__Istruzioni__: Puoi ricopiare senza alcuna modifica, dall'estratto sulla responsabilità della pubblica amministrazione, il tratto che va da "La stessa Corte" fino a "costituzionalità, ritenendola fondata."?

── Estratto da leggere

La stessa Corte costituzionale nella sentenza n. 32/2023 ha condiviso la tesi del giudice a quo, provvedendo ad esaminare la questione di costituzionalità, ritenendola fondata.

Risulta quindi evidente che, fino alla pubblicazione della sentenza della Corte costituzionale, non sussiste alcuna colpa in capo all’apparato amministrativo regionale, ricorrendo palesemente un’ipotesi di “errore scusabile”, ai sensi della costante giurisprudenza in materia, secondo cui non sussiste la colpa della P.A. in caso di applicazione di una norma successivamente dichiarata incostituzionale (cfr. Cons. Stato Sez. IV, 18 gennaio 2017, n. 190; Cons. Stato, Sez. VI, 4 febbraio 2014, n. 524; Cons. Stato, Sez. III,10 luglio 2014, n. 3526).

Quanto al secondo aspetto, correttamente la Regione ha richiamato i principi che la giurisprudenza ha evidenziato in relazione all’insussistenza della responsabilità derivante dall’attività legislativa, ricordando che la Corte di Cassazione (cfr., ex multis, sent. n. 23730/2016) ha costantemente ribadito che “a fronte della libertà della funzione politica legislativa (art. 68 Cost., comma 1, art. 122 Cost., comma 4), non è ravvisabile un’ingiustizia che possa qualificare il danno allegato in termini di illecito, e arrivare a fondare il diritto al suo risarcimento”.

Invero, sin dalla pronuncia n. 9147 del 2009, le SS.UU. hanno stabilito che debba escludersi radicalmente qualsiasi diritto soggettivo dei cittadini al corretto esercizio del potere legislativo, poiché questo si caratterizza per essere assolutamente libero nei fini e, dunque, sottratto a qualsiasi sindacato giurisdizionale, e come tale inidoneo ad integrare alcuna responsabilità extracontrattuale ai sensi dell’art. 2043 c.c. D’altro canto, l’efficacia retroattiva delle sentenze dichiarative dell’illegittimità costituzionale di una norma non vale a far ritenere illecito il comportamento realizzato, in epoca antecedente alla sentenza di incostituzionalità, conformemente alla norma poi dichiarata illegittima, non potendo detto comportamento ritenersi caratterizzato da dolo o colpa, “con la conseguenza che il diritto al risarcimento del danno può essere fatto valere non dalla cessazione del rapporto bensì per il solo periodo successivo alla pubblicazione della sentenza della Corte Costituzionale…” (vedi, in tal senso, Cassazione civile sez. lav. – 13 novembre 2018, n. 29169).

────
── Voci fornite

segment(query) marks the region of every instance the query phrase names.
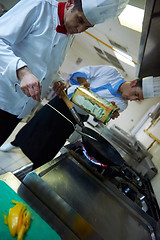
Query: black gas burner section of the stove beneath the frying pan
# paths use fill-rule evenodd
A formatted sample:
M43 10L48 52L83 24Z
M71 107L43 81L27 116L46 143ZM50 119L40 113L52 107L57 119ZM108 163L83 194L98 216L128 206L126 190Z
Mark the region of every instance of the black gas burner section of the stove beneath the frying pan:
M105 180L109 180L144 212L156 221L160 220L160 209L147 176L142 176L126 162L122 166L111 166L107 162L102 164L98 159L89 156L81 141L69 144L66 148L76 160L87 167L104 184Z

────

__Risultato del compito__:
La stessa Corte costituzionale nella sentenza n. 32/2023 ha condiviso la tesi del giudice a quo, provvedendo ad esaminare la questione di costituzionalità, ritenendola fondata.